INPUT RECORDS
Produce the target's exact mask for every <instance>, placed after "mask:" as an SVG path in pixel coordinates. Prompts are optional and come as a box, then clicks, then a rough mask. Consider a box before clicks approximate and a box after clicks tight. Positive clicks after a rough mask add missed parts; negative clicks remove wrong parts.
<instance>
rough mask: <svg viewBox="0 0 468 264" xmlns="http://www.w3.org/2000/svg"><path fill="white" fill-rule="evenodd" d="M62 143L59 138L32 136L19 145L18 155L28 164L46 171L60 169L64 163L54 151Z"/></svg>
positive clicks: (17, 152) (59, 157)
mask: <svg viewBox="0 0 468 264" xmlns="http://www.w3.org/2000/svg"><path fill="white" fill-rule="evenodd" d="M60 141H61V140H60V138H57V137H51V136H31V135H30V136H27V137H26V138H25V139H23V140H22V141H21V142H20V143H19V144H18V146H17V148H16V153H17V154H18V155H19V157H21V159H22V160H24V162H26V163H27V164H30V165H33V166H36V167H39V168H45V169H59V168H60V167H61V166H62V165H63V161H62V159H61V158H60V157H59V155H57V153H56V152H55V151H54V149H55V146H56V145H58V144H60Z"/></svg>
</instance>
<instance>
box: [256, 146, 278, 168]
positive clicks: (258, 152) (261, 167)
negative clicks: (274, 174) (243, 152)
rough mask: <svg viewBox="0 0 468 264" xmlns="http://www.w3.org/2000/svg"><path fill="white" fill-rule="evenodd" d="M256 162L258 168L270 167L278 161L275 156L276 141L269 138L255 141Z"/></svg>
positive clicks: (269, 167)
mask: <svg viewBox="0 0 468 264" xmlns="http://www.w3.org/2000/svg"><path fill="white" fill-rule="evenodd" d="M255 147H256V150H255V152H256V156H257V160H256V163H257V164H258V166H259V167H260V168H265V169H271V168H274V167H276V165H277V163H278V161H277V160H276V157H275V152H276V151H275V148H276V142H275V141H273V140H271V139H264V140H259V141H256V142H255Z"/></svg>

EXERCISE INSTRUCTIONS
Output every line of the listing above verbatim, from the first line to the last.

WRITTEN ANSWER
Produce the target's exact mask for every <instance>, placed after "mask:" as an SVG path in pixel coordinates. Prompts are optional and come as a box, then clicks, then a rough mask. Consider a box before clicks approximate and a box after clicks tight. Positive clicks after a rough mask add missed parts; negative clicks remove wrong parts.
<instance>
rough mask: <svg viewBox="0 0 468 264" xmlns="http://www.w3.org/2000/svg"><path fill="white" fill-rule="evenodd" d="M62 143L59 138L32 136L19 145L18 155L28 164L46 171L60 169L64 163L54 151Z"/></svg>
positive clicks: (17, 152) (59, 157)
mask: <svg viewBox="0 0 468 264" xmlns="http://www.w3.org/2000/svg"><path fill="white" fill-rule="evenodd" d="M60 141H61V140H60V138H57V137H51V136H31V135H30V136H27V137H26V138H25V139H23V140H22V141H21V142H20V143H19V144H18V146H17V148H16V153H17V154H18V155H19V157H21V159H22V160H24V162H26V163H27V164H30V165H33V166H36V167H39V168H45V169H59V168H60V167H61V166H62V165H63V161H62V159H61V158H60V157H59V155H57V153H56V152H55V151H54V149H55V146H56V145H58V144H60Z"/></svg>
</instance>
<instance>
box: [256, 146, 278, 168]
positive clicks: (258, 152) (261, 167)
negative clicks: (274, 174) (243, 152)
rough mask: <svg viewBox="0 0 468 264" xmlns="http://www.w3.org/2000/svg"><path fill="white" fill-rule="evenodd" d="M256 162L258 168L270 167L278 161L275 156L276 141L269 138L255 141Z"/></svg>
positive clicks: (269, 167)
mask: <svg viewBox="0 0 468 264" xmlns="http://www.w3.org/2000/svg"><path fill="white" fill-rule="evenodd" d="M255 147H256V150H255V152H256V156H257V160H256V163H257V164H258V166H259V167H260V168H265V169H271V168H274V167H276V165H277V163H278V161H277V160H276V157H275V152H276V151H275V148H276V142H275V141H273V140H271V139H264V140H259V141H256V142H255Z"/></svg>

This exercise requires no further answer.